How many of the lines below contain the string "lapel", matching case exactly? Reply with the count alone.

--- BEGIN DATA EXTRACT ---

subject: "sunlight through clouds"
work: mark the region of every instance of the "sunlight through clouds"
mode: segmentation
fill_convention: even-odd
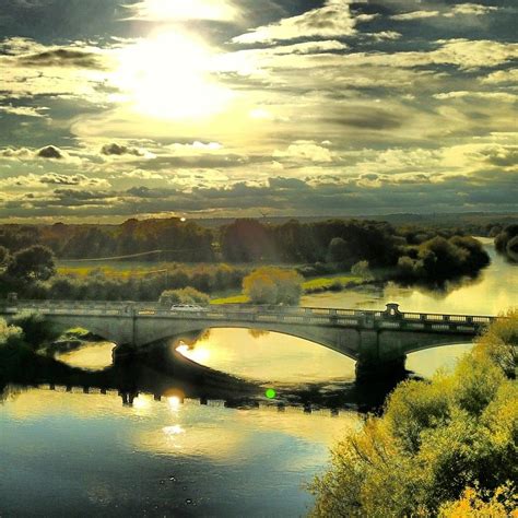
[[[128,5],[129,20],[170,22],[187,20],[231,21],[238,10],[227,0],[144,0]]]
[[[225,109],[231,90],[209,78],[211,52],[177,32],[142,39],[119,51],[114,98],[161,119],[210,117]]]

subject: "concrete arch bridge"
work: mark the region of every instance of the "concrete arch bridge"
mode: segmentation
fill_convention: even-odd
[[[154,303],[50,302],[4,303],[0,317],[38,311],[58,328],[83,327],[138,350],[157,340],[212,328],[248,328],[309,340],[356,361],[358,376],[404,367],[407,354],[470,342],[496,317],[385,310],[249,305],[164,307]]]

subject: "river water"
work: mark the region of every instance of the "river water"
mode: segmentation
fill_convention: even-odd
[[[305,297],[319,307],[495,315],[518,304],[517,267],[494,254],[474,281],[445,291],[389,285]],[[170,349],[178,344],[169,343]],[[61,356],[98,369],[111,344]],[[455,364],[470,345],[409,355],[421,376]],[[340,386],[354,378],[349,358],[276,333],[216,329],[180,352],[203,365],[269,387]],[[321,472],[328,448],[362,421],[354,410],[305,413],[275,405],[225,408],[176,396],[140,393],[123,405],[117,391],[67,392],[57,387],[7,387],[0,404],[0,516],[303,516],[305,491]]]

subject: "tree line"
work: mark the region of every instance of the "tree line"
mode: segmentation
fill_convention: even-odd
[[[333,448],[311,516],[516,516],[518,313],[507,317],[451,374],[404,381]]]
[[[56,275],[56,257],[87,259],[131,252],[142,261],[141,254],[150,251],[149,260],[174,256],[185,262],[196,260],[198,267],[175,266],[164,273],[126,279],[96,270],[83,276]],[[215,263],[216,259],[225,263]],[[177,219],[129,220],[111,226],[4,225],[0,227],[0,296],[14,291],[30,298],[157,301],[166,290],[188,286],[213,294],[239,289],[252,266],[272,263],[290,264],[306,278],[363,264],[365,271],[386,269],[390,278],[409,283],[440,283],[474,275],[488,261],[482,245],[471,237],[449,229],[395,228],[376,221],[292,220],[269,225],[242,219],[212,231]],[[251,298],[278,298],[273,292],[281,293],[282,283],[274,280],[274,289],[271,280],[262,278],[258,285],[267,290],[270,284],[269,296]],[[289,301],[290,296],[281,298]]]
[[[513,262],[518,262],[518,225],[507,225],[495,233],[496,251]]]

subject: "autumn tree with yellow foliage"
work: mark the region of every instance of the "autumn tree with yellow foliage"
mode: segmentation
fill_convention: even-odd
[[[293,270],[263,267],[243,280],[243,292],[252,304],[295,306],[303,293],[304,279]]]
[[[451,374],[402,382],[333,448],[313,516],[518,516],[518,310],[506,317]]]

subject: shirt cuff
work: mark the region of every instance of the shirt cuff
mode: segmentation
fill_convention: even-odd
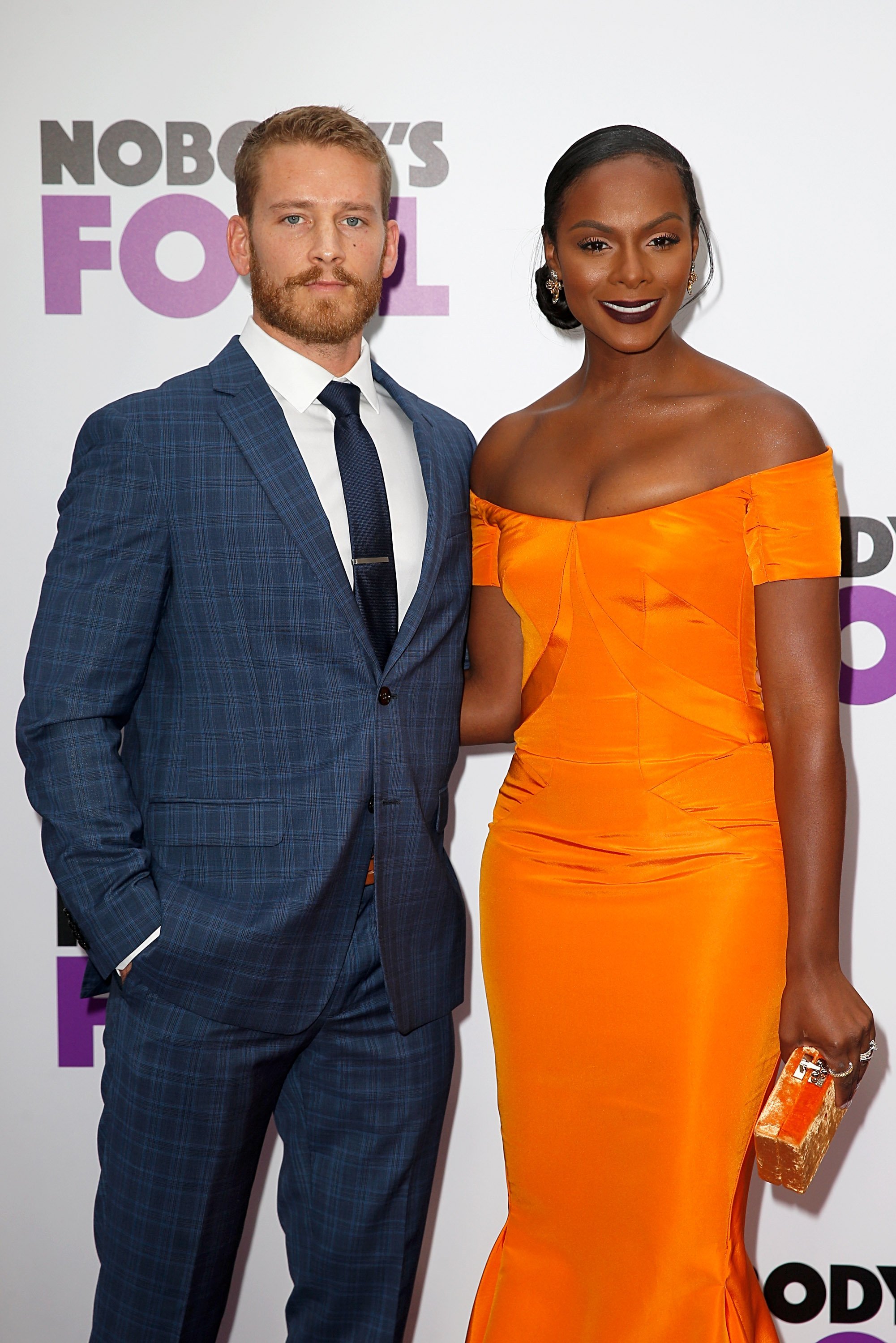
[[[125,970],[130,964],[130,962],[134,959],[134,956],[138,956],[141,951],[146,950],[146,947],[149,945],[150,941],[156,940],[156,937],[159,936],[160,932],[161,932],[161,928],[156,928],[154,932],[150,932],[145,941],[141,941],[140,945],[137,948],[134,948],[134,951],[132,951],[129,956],[125,956],[125,959],[116,966],[116,972],[121,974],[121,971]]]

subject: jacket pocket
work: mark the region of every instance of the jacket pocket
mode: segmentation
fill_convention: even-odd
[[[266,849],[283,839],[278,798],[154,800],[144,821],[146,843]]]
[[[447,788],[439,788],[439,804],[435,810],[435,833],[441,835],[447,825]]]

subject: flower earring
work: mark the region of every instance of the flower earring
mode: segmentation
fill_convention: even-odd
[[[544,287],[551,295],[551,302],[557,304],[560,301],[560,294],[563,293],[563,281],[557,275],[556,270],[551,271],[551,275]]]

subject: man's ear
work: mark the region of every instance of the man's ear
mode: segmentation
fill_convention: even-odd
[[[249,236],[249,220],[242,215],[234,215],[227,220],[227,255],[238,275],[249,275],[253,243]]]
[[[394,219],[386,220],[386,246],[383,247],[383,279],[388,279],[398,266],[399,227]],[[244,274],[244,273],[243,273]]]

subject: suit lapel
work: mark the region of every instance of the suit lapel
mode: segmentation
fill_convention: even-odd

--- END DATA EXTRACT ---

=== SOLUTION ===
2